### INFORMATION SUPPLIED
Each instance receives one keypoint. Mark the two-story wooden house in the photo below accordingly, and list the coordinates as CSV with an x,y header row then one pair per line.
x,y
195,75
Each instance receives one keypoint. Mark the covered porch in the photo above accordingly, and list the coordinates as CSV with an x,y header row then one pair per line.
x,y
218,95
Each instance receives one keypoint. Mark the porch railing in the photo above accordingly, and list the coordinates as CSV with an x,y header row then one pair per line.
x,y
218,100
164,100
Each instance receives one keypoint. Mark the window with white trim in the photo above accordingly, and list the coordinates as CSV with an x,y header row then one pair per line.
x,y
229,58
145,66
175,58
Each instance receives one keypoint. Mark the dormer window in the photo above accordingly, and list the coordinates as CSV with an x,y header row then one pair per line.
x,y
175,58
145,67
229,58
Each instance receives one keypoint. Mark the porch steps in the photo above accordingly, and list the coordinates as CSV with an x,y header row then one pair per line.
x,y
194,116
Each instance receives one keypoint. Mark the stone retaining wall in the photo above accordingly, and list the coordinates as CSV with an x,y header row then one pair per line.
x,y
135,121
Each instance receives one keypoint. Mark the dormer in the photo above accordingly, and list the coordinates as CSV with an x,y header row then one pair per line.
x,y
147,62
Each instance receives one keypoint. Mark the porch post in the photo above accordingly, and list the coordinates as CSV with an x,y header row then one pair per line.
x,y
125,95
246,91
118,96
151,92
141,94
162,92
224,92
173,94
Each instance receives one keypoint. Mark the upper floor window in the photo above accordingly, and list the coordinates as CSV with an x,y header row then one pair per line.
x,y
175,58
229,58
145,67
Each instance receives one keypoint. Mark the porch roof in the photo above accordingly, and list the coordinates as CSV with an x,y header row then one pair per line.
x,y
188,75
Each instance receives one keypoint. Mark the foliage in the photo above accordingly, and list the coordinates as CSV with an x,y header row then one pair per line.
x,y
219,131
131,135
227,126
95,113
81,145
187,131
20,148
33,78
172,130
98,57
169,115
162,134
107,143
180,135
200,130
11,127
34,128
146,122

### INSTRUCTION
Place all the entries above into a two-column CSV with the header row instruction,response. Give one row per entry, with its text and its answer each in a single quoted field and line breaks turned into spaces.

### FINISHED TASK
instruction,response
"Each instance receives one keypoint. Mark the two-story wooden house in the photo below accordingly, and list the coordinates as CSV with an x,y header row then one pair per line.","x,y 195,75"
"Each instance receives one keypoint. Mark the covered porch in the photo above accordingly, and list the coordinates as CSV with an x,y header row then one pair per line.","x,y 218,95"
"Each instance receives one keypoint. Mark the porch railing in the photo above accordingly, and list the coordinates as CSV with an x,y header row then one pair per line.","x,y 218,100 164,100"
"Each instance receives one keypoint. Mark the window with white trim in the photo above accordingly, and list the coordinates as CSV with an x,y header row then one pair per line.","x,y 229,58 145,66 175,58"
"Each instance receives one keypoint. Mark the dormer window in the photo above accordingly, and list the coordinates as CSV with an x,y header row then one pair per line.","x,y 175,58 145,67 229,58"
"Each instance receives one keypoint. Mark the porch steps in the photo above accordingly, and list the coordinates as CSV with an x,y header row then one pair per line.","x,y 194,116"
"Each instance receives one keypoint. Mark the stone retaining wall in the photo above accordingly, and list the coordinates as CSV with an x,y header row then one pair per line.","x,y 135,121"
"Each instance receives one keypoint. Mark the dormer in the photo above accordingly, and list the coordinates as CSV with an x,y header row then one pair per line.","x,y 147,62"
"Each instance receives one keypoint. Mark the porch post in the photo above accordingly, and list the coordinates as CSV with an x,y header row then one pair per line.","x,y 125,95 246,91 118,96 151,92 141,94 162,92 224,92 173,94"
"Each instance receives one keypoint. Mark the upper floor window in the photo above accordingly, and list the coordinates as CSV with an x,y header row then one pair per line.","x,y 175,58 229,58 145,67"
"Each instance receives one keypoint. Mark the porch roof in the photo above accordingly, and list the coordinates as CSV with an x,y header row then one pair per line.","x,y 188,75"
"Each instance receives one keypoint. Mark the foliage in the photo above accordingly, and list the coordinates as CSV with an x,y header row then one pair per line.","x,y 219,131 131,135 227,126 95,113 81,145 187,131 20,148 33,78 172,130 98,57 169,115 162,134 107,143 180,135 200,130 11,127 34,128 146,122"